§ Task directions
Your output should be the listing itself, repeated exactly.

§ Data records
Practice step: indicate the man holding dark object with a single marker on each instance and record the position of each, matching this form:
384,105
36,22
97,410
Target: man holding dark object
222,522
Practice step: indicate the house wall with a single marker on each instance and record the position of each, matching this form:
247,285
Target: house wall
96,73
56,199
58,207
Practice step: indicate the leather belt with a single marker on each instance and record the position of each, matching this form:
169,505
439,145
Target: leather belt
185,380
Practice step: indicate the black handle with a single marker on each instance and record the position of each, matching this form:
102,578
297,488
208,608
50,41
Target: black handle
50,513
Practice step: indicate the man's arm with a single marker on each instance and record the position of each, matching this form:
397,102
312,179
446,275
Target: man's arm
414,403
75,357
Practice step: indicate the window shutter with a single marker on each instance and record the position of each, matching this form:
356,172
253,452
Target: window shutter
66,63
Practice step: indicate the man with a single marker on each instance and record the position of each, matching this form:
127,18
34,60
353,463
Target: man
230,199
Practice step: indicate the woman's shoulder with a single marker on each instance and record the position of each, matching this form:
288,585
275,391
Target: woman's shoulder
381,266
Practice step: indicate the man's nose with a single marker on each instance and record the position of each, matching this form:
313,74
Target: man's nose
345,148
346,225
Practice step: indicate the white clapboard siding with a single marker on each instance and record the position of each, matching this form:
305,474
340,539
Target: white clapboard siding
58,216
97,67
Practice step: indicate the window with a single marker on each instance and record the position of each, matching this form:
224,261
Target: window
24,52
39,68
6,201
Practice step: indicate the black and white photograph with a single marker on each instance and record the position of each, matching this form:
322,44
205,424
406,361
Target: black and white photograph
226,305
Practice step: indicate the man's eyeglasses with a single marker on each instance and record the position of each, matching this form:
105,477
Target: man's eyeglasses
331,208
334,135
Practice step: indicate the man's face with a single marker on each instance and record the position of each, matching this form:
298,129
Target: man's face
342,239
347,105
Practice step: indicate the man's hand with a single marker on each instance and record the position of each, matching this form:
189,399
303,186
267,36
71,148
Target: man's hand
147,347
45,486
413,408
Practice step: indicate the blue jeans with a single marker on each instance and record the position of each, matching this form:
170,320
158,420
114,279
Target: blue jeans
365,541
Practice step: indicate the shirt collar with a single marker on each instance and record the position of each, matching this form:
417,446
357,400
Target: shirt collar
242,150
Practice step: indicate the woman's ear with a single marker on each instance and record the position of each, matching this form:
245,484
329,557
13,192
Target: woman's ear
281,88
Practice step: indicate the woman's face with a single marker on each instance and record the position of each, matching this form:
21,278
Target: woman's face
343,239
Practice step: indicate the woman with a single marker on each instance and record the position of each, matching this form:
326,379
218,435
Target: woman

§ Solved problem
Practice step: indicate the man holding dark object with a single marker on each instance and record the position of each, matching this form:
384,105
36,22
97,410
Target: man holding dark object
222,522
Practice step: indicate the house wall with a single marker on each instance and record the position of each, matching this form:
247,285
Target: house wall
96,73
56,199
58,207
Practice step: indicate the leather belt with a single marker on each instance and record the position of each, matching this form:
169,505
439,145
Target: leather belt
185,380
Practice step: indicate the black handle with a single marker on each instance and record the position of each, matching this form:
102,578
297,488
208,608
50,41
Target: black handle
50,513
Practice step: indicate the man's arm with a single marker on each instance and record the position of each, matching this form:
397,102
312,179
446,275
Target: man's arm
414,403
75,357
Practice step: indicate the window shutter with a single marker on each instance and record the position of each, matching this form:
356,172
253,452
Target: window shutter
66,63
Practice step: indicate the man with a single marker on each instance and record the position of each, matching this form:
127,18
34,60
353,463
Target: man
230,199
Practice step: indicate the woman's shoulder with a single marker on each instance and record the position of each, matching this form:
288,585
275,391
Target: woman's shoulder
381,266
Practice step: indicate the man's nose with a single marker on each instance and record the position of each, matching this form:
313,74
Target: man's nose
345,148
346,225
Practice step: indicate the white clapboard siding with a single marker on each instance and record the position of each, matching this form:
305,474
340,539
Target: white clapboard siding
58,216
97,67
Practice step: indicate the window with a single marker on each instance and record the position of each, matching this form:
224,261
Target: window
24,52
39,68
6,201
Practice step: indicate the black and white photograph with a single marker on each instance and record the position of each, matching this form:
322,44
205,424
406,361
Target: black and white photograph
226,305
Practice step: indicate the man's eyeglasses with a single marker on each instance and record the position of each, matching this form:
105,477
Target: man's eyeglasses
331,208
334,135
Practice step: indicate the man's face with a single marker on each instance and record the position of each, matching this form:
298,129
Target: man's face
342,239
347,105
Practice step: indicate the man's hand with a single marker on each instance and record the position of each, matching this form:
189,399
303,186
267,36
71,148
Target: man's hand
147,347
45,486
413,408
Practice step: indicate the blue jeans with a single marker on each instance and record the position of each, matching this form:
170,320
158,420
114,279
Target: blue jeans
365,541
Practice step: indicate the shirt collar with a single marker on each instance and record the position of each, matching this form:
417,446
357,400
Target: shirt collar
242,150
Practice step: indicate the woman's ear with a single marker on each instance and record the position of each, matching this form:
245,484
329,557
13,192
Target: woman's ear
281,88
Practice step: indicate the woman's face with a single marker on each instance and record the position of each, matching this form:
21,278
Target: woman's face
343,239
Practice step: indicate the woman with a single marker on each instance and record the position of each, matching this form:
326,379
218,435
Target: woman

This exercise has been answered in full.